Страх влияния. Карта перечитывания
Шрифт:
И пропасть иного добра…
О время, повремени! —
Их плиты изрыты дождем.
Это последние строки настолько хорошего, насколько это вообще возможно в нашем веке, стихотворения «Под ветром и дождем». Подобно «Течению частностей» Стивенса, большей части важнейших стихотворений Йейтса и многим другим стихотворениям, оно — правнук «Оды западному ветру». Старомодный пожиратель падали подверг бы мои наблюдения критике, а я в ответ, по его же примеру, всего лишь повторил бы рефрен в том варианте, в котором он упоминается впервые:
О время, повремени! —
Лист осыпается в пруд.
Но такую манеру рассуждения можно просто игнорировать.
И я со скорбью думал, отчего же
Власть с волею здесь в мире Бог не слил
И почему не примирил ты, Боже,
Добро со средством достигать добра?
Насколько б все нам сделалось дороже!
И стала мне почти скучна игра
Познания времен, что перестали
Существовать, но были лишь вчера
Из «Торжества жизни» Шелли мы можем заимствовать и героический девиз столь многих героев романов Харди: «И с жизнью бились мыслями своими,/Но жизнь сильнее..» Эти же слова вполне могли бы стать эпиграфом и к превосходному сборнику «Зимние слова в разных настроениях и размерах», опубликованному 2 октября 1928 года, уже после смерти Харди, скончавшегося 11 января того же года. Харди надеялся издать эту книгу 2 июня 1928 года, в свой восемьдесят восьмой день рождения. Некоторые стихотворения сборника написаны еще в 1860-е годы, но большая их часть написана после того, как в 1925 году появился сборник лирики Харди «Театр жизни». Только некоторые, весьма немногочисленные сборники лирики, изданные в двадцатом веке на английском языке, можно поставить рядом с «Зимними словами». Хотя в сборник включены весьма разнообразные стихотворения и у него нет единого замысла, его главная тема — противостояние бремени поэтического воплощения, которое можно назвать Возвращением Мертвых, охотящихся за Харди, представшим перед лицом своей смерти.

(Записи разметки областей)
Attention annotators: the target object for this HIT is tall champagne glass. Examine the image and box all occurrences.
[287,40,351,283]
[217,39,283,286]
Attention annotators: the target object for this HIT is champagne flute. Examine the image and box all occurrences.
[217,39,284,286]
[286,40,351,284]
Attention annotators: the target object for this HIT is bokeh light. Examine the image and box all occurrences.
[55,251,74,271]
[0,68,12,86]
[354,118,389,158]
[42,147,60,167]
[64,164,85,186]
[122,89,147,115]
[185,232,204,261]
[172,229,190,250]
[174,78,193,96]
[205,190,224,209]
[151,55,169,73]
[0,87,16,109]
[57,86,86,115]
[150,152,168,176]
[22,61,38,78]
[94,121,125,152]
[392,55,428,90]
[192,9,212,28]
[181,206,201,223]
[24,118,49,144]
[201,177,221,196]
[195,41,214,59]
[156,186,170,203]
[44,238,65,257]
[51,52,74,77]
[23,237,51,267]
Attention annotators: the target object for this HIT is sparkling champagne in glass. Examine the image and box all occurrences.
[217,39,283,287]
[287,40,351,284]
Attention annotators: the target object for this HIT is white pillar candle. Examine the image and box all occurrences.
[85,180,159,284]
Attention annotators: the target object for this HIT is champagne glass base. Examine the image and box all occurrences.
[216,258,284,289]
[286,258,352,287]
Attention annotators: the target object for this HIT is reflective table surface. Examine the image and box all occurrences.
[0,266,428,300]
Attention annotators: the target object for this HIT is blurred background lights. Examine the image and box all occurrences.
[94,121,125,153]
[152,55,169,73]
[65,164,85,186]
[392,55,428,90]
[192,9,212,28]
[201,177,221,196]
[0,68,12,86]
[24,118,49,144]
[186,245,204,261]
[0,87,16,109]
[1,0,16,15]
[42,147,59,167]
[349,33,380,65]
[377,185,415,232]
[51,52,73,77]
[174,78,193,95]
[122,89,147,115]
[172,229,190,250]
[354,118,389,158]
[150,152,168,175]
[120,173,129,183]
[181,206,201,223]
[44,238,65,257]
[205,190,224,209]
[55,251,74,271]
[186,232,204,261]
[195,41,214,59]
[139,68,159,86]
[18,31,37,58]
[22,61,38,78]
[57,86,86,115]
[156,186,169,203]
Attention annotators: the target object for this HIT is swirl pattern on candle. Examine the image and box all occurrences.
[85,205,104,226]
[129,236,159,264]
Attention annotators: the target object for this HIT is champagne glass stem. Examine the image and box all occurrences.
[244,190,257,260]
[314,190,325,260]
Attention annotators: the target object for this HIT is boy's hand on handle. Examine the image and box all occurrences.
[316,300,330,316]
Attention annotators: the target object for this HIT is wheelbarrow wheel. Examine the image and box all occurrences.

• [Задание A]: Определите, согласуются ли с цитируемым отрывком следующие утверждения: (i) сборник «Зимние слова в разных настроениях и размерах» вышел при жизни Харди; (ii) Харди надеялся издать эту книгу в свой восемьдесят восьмой день рождения; (iii) сборник «Театр жизни» появился в 1925 году. Для каждого ответьте «да» или «нет» и приведите решающие слова отрывка дословно.
• [Задание B]: Выведите без изменений строки списка: всё от его начала до строки, содержащей «[0,266,428,300]», включая обе границы.
Текст и список никак не связаны друг с другом.

• [Решение задания A]:
(i) Нет: «опубликованному 2 октября 1928 года, уже после смерти Харди, скончавшегося 11 января того же года».
(ii) Да: «Харди надеялся издать эту книгу 2 июня 1928 года, в свой восемьдесят восьмой день рождения».
(iii) Да: «в 1925 году появился сборник лирики Харди «Театр жизни»».

• [Решение задания B]:
Attention annotators: the target object for this HIT is tall champagne glass. Examine the image and box all occurrences.
[287,40,351,283]
[217,39,283,286]
Attention annotators: the target object for this HIT is champagne flute. Examine the image and box all occurrences.
[217,39,284,286]
[286,40,351,284]
Attention annotators: the target object for this HIT is bokeh light. Examine the image and box all occurrences.
[55,251,74,271]
[0,68,12,86]
[354,118,389,158]
[42,147,60,167]
[64,164,85,186]
[122,89,147,115]
[185,232,204,261]
[172,229,190,250]
[174,78,193,96]
[205,190,224,209]
[151,55,169,73]
[0,87,16,109]
[57,86,86,115]
[150,152,168,176]
[22,61,38,78]
[94,121,125,152]
[392,55,428,90]
[192,9,212,28]
[181,206,201,223]
[24,118,49,144]
[201,177,221,196]
[195,41,214,59]
[156,186,170,203]
[44,238,65,257]
[51,52,74,77]
[23,237,51,267]
Attention annotators: the target object for this HIT is sparkling champagne in glass. Examine the image and box all occurrences.
[217,39,283,287]
[287,40,351,284]
Attention annotators: the target object for this HIT is white pillar candle. Examine the image and box all occurrences.
[85,180,159,284]
Attention annotators: the target object for this HIT is champagne glass base. Examine the image and box all occurrences.
[216,258,284,289]
[286,258,352,287]
Attention annotators: the target object for this HIT is reflective table surface. Examine the image and box all occurrences.
[0,266,428,300]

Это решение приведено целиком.